▸ **Instructions for the task**:
Quote the passage on liquid asphalt binder word for word, everything from "Liquid asphalt binder" down to "as liquid asphalt.".

▸ **Source extract**:

.....

Liquid asphalt binder might be thought of as the sludge left over from petroleum after higher-revenue products such as gasoline, plastic feed stocks, kerosene and petroleum distillates have been removed. About 3 percent of a barrel of petroleum (42 gallons) winds up as liquid asphalt.
“Asphalt literally is the bottom of the barrel,” says Codrin Daranga, Ph.D., technical manager, Blacklidge Emulsions. “It is the waste left over at the bottom of the distillery after more valuable hydrocarbons have been extracted. At one time refineries would give away the liquid asphalt for the price of transportation, just so they would not have to deal with it. Now there is such a need – with so little liquid asphalt available – that we pay top dollar for it.”
As the demand for gasoline and plastics have increased, refineries have gotten better at removing those “light” products from the source crude. As those value-added products are removed, the “richness” of what’s left over as liquid asphalt is diminished.
“The industry has gotten better at refining petroleum,” Daranga says. “It stands to reason that more valuable product has been extracted than ever before, and there is less in the remaining liquid asphalt. But it depends on the refinery. Some refineries are geared almost entirely to making gasoline; that’s what they’re designed to do. There will be very little asphalt from those plants, and it won’t be very good. For them asphalt is a waste and they will do everything they can to minimize that waste.
“But there is another kind of refinery that is geared only toward making asphalt,” Daranga says. “Its business model is to make asphalt, so that end product will be quite good.” Such a dedicated refinery in Louisiana is scheduled to come online this year.
“Without a doubt, over the last 20 to 30 years, refiners have gotten better at extracting all the high-value materials they can out of the source crude,” says Bob Kluttz, senior scientist, research and development, Kraton Polymers. “This includes a variety of technologies, different distillation and extraction techniques as well as coking. You can take asphalt that once was $100 to $200 a ton, and turn it into light ends and gasoline which sell for much more.”
Individual refiners also are using a wider variety of crudes, and this has led to increased variability of asphalt. “There are well over a hundred crude oil fields that are being accessed in North America, and each one is chemically a little different, so the asphalt you make out of it is chemically different,” Kluttz says. “They each will respond somewhat differently to modification. Consistency is the issue. The binder supplier’s concern is having that tanker show up day after day and having exactly the same material in it, month after month.”

.....

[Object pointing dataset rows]
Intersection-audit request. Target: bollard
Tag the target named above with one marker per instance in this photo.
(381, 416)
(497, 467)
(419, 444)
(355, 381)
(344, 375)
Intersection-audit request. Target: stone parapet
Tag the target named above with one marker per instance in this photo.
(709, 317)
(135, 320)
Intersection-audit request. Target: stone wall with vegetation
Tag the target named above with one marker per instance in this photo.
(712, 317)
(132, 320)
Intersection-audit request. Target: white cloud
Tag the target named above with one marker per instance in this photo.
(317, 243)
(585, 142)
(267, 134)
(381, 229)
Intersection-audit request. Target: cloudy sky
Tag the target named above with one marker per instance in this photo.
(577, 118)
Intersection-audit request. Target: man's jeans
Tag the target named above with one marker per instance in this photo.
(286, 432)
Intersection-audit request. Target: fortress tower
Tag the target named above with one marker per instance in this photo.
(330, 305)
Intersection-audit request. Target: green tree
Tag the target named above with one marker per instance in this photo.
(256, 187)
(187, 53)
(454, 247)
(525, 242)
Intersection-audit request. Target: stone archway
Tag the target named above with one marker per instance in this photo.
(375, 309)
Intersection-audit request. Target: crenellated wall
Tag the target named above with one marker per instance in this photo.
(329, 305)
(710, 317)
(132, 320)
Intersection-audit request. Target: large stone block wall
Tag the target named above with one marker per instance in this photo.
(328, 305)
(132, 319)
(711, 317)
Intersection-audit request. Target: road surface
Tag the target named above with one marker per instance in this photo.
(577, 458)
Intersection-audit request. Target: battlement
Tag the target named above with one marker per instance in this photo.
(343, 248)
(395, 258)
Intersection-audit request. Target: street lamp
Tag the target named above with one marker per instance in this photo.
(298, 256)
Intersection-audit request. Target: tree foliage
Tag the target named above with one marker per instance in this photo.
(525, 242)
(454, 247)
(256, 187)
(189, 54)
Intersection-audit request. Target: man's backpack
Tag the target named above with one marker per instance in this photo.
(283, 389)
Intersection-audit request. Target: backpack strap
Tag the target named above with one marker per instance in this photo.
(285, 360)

.....

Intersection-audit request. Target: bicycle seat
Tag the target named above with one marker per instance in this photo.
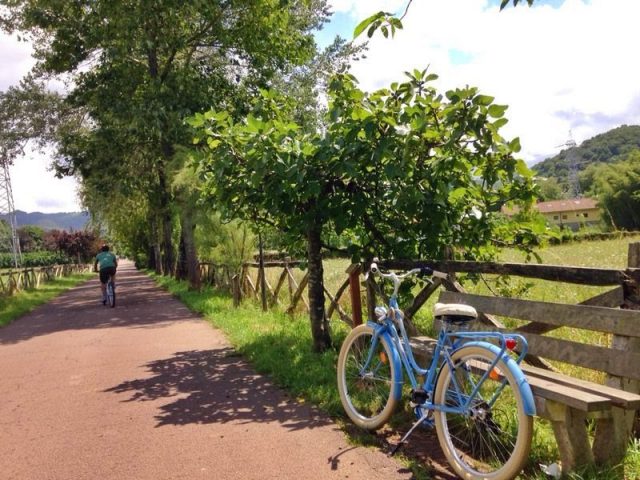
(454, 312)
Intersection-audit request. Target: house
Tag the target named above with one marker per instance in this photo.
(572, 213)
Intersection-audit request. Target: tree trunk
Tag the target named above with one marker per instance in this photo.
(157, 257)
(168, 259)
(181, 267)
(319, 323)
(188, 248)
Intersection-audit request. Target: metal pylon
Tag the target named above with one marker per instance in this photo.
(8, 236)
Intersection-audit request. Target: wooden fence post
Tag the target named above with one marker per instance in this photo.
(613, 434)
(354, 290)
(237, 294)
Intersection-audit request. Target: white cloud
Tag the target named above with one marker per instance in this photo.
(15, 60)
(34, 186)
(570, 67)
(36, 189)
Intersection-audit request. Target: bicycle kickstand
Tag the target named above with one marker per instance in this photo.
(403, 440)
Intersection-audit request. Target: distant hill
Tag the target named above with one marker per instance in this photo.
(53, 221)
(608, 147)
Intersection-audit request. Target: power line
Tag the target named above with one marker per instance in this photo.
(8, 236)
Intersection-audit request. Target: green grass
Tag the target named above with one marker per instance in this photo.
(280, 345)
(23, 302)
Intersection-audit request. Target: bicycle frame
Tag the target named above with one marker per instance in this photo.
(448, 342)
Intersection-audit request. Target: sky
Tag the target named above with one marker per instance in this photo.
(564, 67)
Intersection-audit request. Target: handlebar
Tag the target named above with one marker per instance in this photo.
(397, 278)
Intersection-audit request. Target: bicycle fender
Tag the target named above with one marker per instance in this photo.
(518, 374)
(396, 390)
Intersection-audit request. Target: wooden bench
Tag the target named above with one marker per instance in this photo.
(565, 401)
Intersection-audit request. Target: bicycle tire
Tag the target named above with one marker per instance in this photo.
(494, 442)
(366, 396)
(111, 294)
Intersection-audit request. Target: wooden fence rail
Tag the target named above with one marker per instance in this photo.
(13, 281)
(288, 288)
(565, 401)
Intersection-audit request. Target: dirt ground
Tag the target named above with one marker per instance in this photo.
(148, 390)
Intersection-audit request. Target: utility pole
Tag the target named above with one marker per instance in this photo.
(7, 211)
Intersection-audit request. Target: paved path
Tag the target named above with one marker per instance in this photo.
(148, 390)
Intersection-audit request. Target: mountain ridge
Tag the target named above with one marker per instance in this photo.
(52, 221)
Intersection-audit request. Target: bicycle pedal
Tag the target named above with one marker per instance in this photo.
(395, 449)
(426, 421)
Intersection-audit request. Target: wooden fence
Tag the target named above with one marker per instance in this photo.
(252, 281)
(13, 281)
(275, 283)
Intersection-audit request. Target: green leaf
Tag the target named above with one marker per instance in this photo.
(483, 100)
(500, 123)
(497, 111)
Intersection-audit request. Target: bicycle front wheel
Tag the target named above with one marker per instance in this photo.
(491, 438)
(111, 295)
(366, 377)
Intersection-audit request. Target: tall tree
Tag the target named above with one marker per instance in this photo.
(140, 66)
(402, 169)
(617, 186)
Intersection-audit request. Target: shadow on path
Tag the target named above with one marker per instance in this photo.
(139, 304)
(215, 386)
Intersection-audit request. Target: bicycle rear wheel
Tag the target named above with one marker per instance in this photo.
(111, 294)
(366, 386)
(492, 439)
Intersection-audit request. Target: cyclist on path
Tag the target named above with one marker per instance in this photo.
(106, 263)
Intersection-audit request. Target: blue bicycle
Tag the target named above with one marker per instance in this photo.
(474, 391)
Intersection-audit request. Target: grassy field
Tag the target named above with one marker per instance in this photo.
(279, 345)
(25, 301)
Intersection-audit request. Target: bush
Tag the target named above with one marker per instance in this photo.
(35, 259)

.....

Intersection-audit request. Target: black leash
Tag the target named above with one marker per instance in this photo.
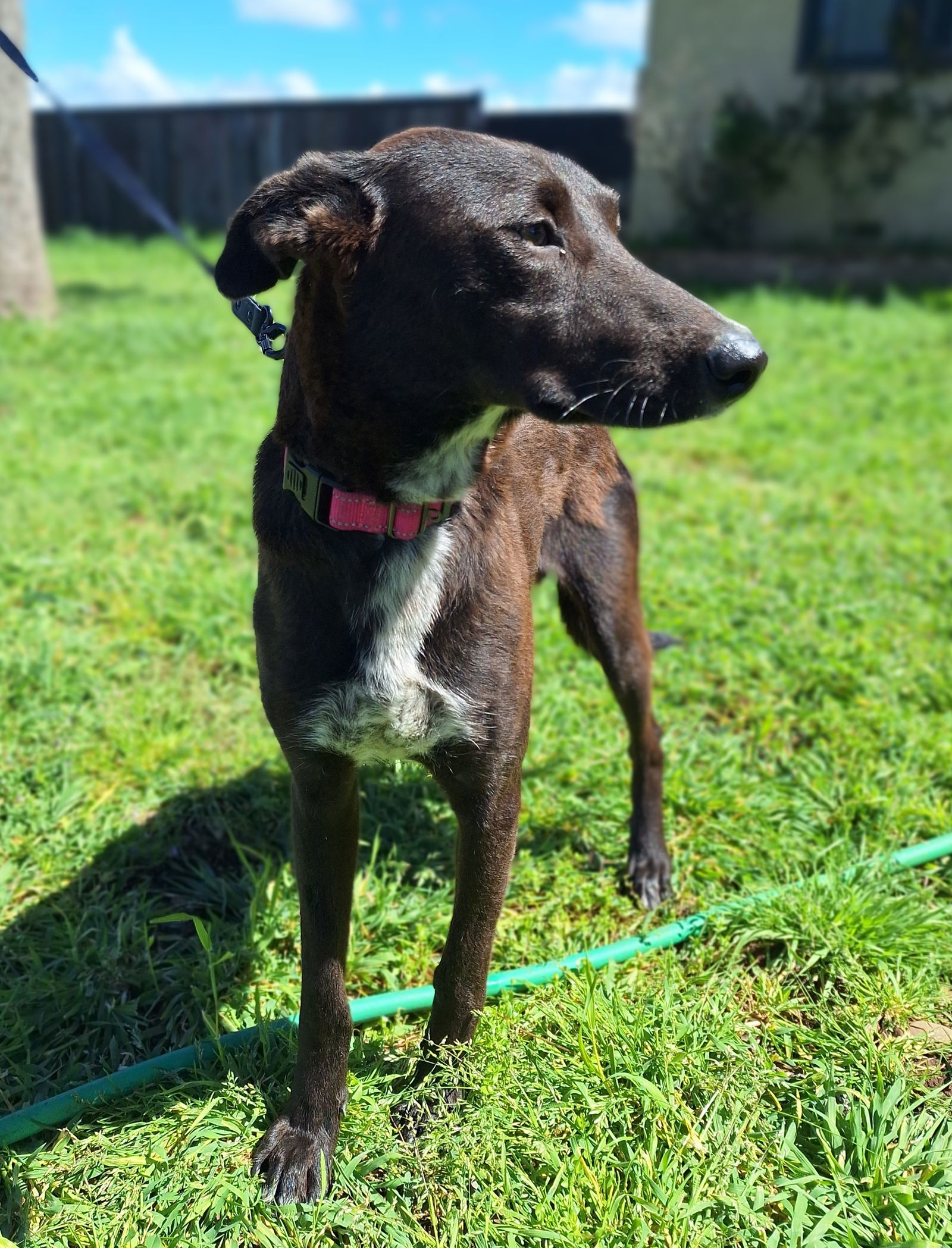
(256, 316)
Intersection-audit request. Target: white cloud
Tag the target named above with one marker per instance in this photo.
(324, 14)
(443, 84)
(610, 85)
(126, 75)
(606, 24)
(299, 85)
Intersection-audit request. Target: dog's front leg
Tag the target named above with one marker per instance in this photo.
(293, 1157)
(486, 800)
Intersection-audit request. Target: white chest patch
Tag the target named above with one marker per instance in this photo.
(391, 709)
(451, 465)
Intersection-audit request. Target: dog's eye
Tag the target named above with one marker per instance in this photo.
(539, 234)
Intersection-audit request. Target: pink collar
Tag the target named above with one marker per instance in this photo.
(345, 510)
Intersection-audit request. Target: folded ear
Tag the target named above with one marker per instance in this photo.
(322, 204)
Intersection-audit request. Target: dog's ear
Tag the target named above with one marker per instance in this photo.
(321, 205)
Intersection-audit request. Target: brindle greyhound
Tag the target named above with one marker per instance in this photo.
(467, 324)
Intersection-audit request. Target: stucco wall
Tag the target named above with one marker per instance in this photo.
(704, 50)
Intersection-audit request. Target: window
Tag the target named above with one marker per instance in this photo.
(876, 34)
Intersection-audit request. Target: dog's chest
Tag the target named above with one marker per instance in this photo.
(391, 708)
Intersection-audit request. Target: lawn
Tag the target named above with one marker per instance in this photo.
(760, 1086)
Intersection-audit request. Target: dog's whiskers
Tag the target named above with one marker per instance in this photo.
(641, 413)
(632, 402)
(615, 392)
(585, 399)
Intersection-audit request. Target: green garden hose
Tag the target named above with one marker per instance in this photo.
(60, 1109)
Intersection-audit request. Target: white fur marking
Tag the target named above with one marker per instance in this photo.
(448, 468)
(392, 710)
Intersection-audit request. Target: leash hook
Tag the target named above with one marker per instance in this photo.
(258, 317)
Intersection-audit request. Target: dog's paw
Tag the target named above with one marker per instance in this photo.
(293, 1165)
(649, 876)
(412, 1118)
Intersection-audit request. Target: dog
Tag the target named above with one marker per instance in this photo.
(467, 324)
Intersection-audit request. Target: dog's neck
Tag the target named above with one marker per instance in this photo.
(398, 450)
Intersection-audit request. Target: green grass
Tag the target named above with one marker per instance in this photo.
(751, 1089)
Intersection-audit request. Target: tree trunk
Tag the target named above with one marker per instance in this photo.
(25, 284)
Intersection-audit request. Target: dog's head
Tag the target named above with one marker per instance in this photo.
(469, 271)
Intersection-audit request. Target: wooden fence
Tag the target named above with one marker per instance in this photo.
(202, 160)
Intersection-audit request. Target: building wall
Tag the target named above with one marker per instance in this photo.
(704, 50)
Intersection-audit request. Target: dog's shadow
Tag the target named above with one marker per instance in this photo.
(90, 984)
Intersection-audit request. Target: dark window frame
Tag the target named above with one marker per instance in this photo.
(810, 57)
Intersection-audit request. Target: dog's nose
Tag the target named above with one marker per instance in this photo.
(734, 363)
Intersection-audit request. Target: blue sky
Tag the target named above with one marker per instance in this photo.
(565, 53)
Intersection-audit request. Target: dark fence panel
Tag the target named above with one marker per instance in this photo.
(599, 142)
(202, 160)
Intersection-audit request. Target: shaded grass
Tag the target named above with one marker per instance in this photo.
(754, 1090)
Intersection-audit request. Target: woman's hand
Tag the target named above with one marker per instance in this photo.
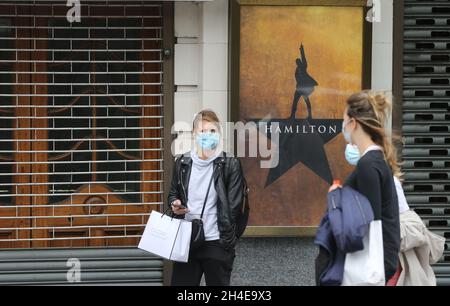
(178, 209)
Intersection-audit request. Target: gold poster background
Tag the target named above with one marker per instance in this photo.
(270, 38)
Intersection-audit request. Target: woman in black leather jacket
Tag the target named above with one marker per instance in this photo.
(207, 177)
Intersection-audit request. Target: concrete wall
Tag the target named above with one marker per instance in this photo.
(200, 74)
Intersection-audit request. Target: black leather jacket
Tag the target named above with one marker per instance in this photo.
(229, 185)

.....

▸ **Response**:
Liquid asphalt binder might be thought of as the sludge left over from petroleum after higher-revenue products such as gasoline, plastic feed stocks, kerosene and petroleum distillates have been removed. About 3 percent of a barrel of petroleum (42 gallons) winds up as liquid asphalt.